*Directions for this task*
Find every line in the entries below that contains the string "pixels", with case counting, and copy each of those lines.

Dataset entries
# # # # #

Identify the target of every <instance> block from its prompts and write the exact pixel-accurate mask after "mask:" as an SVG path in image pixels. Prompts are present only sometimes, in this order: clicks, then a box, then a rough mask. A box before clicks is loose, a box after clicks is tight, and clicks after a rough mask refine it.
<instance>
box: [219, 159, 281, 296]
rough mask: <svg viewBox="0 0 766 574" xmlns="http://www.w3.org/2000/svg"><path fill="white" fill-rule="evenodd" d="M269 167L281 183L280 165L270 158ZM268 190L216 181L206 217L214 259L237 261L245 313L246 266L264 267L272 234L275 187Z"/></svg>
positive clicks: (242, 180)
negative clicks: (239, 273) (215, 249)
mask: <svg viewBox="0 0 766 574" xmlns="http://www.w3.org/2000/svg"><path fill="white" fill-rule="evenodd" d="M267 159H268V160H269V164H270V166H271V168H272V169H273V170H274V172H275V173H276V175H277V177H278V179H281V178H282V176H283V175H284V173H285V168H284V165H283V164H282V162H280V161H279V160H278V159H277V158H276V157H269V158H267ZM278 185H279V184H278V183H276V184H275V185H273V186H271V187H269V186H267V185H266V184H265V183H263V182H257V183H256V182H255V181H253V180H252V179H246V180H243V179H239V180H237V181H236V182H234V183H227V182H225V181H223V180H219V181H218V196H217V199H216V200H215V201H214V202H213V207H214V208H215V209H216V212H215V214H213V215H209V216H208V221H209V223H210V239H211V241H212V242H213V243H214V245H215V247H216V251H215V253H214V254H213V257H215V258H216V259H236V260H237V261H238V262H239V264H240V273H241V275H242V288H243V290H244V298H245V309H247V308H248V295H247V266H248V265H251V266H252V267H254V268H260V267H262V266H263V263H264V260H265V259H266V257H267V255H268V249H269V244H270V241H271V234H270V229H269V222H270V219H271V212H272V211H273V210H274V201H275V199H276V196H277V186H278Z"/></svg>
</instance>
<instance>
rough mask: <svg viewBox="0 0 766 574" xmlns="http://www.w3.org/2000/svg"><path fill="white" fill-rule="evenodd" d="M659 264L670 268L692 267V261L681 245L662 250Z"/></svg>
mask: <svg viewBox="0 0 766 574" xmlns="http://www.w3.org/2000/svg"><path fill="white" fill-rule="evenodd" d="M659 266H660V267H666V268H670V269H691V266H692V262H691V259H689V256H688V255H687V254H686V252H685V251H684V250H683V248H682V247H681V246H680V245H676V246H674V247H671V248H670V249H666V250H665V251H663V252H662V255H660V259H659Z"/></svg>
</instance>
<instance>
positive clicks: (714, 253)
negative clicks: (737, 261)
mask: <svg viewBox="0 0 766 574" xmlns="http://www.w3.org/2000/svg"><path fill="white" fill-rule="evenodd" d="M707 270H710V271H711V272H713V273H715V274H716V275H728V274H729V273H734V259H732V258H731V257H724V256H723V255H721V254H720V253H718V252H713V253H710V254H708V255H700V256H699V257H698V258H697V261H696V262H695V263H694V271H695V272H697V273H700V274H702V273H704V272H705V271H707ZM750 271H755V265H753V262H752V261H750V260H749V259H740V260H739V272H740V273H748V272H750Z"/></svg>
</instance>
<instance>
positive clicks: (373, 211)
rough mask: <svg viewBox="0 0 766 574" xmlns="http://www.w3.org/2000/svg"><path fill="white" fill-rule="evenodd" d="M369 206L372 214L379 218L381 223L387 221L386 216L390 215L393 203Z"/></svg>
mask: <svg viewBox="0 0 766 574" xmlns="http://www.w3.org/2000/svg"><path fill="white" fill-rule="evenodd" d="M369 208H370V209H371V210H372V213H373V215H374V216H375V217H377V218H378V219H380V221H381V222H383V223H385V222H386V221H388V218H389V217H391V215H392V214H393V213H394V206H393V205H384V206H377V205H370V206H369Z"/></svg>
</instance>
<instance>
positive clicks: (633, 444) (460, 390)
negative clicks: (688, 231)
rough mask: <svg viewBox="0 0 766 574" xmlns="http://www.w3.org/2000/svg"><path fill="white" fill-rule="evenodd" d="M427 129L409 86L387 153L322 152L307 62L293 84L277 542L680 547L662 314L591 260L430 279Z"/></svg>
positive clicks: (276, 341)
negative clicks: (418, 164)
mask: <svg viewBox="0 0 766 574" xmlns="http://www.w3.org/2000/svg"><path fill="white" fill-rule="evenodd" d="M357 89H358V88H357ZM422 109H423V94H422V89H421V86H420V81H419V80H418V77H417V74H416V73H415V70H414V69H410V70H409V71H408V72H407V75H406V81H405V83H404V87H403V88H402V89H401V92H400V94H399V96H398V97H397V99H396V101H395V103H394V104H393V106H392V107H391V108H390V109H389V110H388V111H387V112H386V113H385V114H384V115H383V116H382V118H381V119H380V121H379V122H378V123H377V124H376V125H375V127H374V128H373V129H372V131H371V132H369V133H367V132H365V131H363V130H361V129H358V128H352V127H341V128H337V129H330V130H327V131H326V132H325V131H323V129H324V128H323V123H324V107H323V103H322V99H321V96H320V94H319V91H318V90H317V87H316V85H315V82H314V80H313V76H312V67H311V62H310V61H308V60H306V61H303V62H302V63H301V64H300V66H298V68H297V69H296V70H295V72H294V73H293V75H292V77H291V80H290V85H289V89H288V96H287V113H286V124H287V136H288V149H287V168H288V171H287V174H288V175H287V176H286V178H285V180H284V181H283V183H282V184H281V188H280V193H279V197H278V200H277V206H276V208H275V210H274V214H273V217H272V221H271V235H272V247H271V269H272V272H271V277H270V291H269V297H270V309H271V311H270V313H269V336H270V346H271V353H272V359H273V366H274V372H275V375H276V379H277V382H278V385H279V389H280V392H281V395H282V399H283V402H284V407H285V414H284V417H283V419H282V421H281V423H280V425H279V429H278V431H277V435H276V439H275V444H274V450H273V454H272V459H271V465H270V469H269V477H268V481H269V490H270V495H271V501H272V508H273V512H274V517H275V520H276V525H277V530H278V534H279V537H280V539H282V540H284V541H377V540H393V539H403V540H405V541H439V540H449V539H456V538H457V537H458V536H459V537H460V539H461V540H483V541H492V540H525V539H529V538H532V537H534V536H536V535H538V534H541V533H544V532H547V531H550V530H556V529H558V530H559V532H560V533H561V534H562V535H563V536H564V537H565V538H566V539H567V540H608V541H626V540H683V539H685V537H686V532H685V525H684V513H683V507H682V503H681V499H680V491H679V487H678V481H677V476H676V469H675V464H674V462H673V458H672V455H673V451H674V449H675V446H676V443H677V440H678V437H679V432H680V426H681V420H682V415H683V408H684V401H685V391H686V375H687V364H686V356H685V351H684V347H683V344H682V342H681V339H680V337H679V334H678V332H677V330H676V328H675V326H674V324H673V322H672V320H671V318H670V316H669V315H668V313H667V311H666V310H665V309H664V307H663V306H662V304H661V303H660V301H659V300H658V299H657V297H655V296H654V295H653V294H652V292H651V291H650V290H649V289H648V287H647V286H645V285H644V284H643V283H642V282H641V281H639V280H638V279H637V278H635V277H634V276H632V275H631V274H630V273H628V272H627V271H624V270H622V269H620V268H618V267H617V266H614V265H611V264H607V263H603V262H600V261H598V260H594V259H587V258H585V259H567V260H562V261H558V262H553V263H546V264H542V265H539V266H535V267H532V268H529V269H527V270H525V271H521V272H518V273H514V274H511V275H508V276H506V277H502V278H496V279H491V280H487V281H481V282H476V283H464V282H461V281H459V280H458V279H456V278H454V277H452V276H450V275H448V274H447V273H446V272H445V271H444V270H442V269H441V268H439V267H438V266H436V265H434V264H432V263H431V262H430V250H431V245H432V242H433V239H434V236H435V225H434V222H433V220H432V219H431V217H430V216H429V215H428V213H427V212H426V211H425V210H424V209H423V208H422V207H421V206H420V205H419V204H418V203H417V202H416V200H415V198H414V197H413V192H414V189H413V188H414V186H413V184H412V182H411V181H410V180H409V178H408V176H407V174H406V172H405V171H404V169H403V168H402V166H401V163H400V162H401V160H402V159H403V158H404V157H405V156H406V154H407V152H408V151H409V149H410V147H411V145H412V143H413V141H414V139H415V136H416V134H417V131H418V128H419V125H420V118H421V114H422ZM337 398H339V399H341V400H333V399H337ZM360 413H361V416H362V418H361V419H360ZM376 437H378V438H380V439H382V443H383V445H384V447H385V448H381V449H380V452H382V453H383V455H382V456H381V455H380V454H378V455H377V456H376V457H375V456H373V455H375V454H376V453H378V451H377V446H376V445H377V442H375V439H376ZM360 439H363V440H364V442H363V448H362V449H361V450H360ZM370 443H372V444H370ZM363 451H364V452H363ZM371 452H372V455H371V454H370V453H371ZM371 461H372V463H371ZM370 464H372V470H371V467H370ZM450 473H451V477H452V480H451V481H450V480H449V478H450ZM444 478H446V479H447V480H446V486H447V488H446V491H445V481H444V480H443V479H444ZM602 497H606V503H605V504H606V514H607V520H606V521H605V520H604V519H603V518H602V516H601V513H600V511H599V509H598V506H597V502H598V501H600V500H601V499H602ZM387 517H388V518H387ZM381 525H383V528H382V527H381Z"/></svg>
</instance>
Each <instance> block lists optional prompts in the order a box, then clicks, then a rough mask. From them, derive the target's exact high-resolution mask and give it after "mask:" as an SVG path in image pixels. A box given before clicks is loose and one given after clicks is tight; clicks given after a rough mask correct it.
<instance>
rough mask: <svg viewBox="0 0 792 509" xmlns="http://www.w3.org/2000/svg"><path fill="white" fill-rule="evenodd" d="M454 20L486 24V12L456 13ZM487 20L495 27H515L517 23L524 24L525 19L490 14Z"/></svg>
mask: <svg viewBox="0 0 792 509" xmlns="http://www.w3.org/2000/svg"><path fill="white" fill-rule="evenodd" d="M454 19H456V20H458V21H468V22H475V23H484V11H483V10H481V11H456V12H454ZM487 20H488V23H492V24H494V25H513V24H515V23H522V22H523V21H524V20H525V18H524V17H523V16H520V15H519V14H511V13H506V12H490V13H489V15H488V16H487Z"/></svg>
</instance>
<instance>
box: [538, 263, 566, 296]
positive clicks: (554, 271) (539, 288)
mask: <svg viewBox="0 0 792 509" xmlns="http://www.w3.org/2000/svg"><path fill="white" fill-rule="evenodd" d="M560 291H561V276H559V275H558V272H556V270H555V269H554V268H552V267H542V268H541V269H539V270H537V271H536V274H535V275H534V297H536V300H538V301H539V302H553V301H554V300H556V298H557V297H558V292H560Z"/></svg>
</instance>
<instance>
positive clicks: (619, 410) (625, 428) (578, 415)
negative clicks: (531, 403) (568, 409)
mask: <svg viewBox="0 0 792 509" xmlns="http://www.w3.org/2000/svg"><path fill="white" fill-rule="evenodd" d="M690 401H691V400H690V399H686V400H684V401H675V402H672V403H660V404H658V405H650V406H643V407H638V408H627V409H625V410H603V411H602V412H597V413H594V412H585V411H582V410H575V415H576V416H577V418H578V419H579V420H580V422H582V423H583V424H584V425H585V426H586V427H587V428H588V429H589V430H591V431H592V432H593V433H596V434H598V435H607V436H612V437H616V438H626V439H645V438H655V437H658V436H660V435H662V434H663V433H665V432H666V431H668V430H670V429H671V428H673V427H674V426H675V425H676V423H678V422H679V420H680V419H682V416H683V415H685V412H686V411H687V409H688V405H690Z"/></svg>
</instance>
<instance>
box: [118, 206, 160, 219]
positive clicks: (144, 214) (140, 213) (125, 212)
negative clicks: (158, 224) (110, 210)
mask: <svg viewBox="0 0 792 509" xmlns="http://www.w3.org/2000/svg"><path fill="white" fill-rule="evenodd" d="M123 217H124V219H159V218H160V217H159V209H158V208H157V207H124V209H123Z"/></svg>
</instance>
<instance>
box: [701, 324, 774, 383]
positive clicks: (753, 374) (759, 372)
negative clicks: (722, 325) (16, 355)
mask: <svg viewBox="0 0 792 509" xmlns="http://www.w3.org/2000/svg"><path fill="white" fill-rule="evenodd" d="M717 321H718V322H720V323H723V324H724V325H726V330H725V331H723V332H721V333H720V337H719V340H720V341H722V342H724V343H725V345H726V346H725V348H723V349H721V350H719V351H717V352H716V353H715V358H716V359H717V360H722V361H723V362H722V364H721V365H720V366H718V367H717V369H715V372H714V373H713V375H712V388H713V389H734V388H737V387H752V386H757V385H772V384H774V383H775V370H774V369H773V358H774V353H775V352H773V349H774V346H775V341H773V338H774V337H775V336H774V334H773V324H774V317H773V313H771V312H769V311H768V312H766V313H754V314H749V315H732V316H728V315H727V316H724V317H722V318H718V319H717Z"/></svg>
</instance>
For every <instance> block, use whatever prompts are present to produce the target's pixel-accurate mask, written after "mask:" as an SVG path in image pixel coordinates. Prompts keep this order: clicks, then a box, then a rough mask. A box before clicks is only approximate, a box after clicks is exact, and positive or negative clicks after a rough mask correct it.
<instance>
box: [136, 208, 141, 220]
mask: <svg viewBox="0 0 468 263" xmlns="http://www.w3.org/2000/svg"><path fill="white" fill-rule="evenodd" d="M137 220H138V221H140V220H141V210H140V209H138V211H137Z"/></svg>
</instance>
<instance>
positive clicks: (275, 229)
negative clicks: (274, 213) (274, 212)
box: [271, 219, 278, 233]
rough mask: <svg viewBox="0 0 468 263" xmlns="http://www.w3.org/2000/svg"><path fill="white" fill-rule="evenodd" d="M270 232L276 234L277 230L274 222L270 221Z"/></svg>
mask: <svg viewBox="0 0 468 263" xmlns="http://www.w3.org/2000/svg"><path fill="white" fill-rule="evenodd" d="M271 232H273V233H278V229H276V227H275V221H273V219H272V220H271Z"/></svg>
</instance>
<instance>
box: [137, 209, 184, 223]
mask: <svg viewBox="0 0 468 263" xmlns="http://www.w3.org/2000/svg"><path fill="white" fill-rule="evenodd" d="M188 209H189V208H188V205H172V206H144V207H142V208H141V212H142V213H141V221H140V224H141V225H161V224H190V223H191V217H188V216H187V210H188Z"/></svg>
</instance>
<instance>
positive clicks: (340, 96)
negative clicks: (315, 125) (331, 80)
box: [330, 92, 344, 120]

# # # # #

*Answer to this problem*
Identify the target of every <instance> block from its prompts and write the exact pixel-accurate mask after "mask:" as an SVG path in image pixels. Prompts are present only sometimes, in this order: clicks, then a box, then a rough mask. A box before clicks is loose, a box after clicks is tight, and clicks after a rough mask refine it.
Each <instance> block lists optional prompts in the order a box, then clicks, then a rough mask. From them, derive the target's exact high-resolution mask and give it after "mask:" as an SVG path in image pixels. A box given before clicks is loose and one given after clicks is tight; clicks given after a rough mask correct it.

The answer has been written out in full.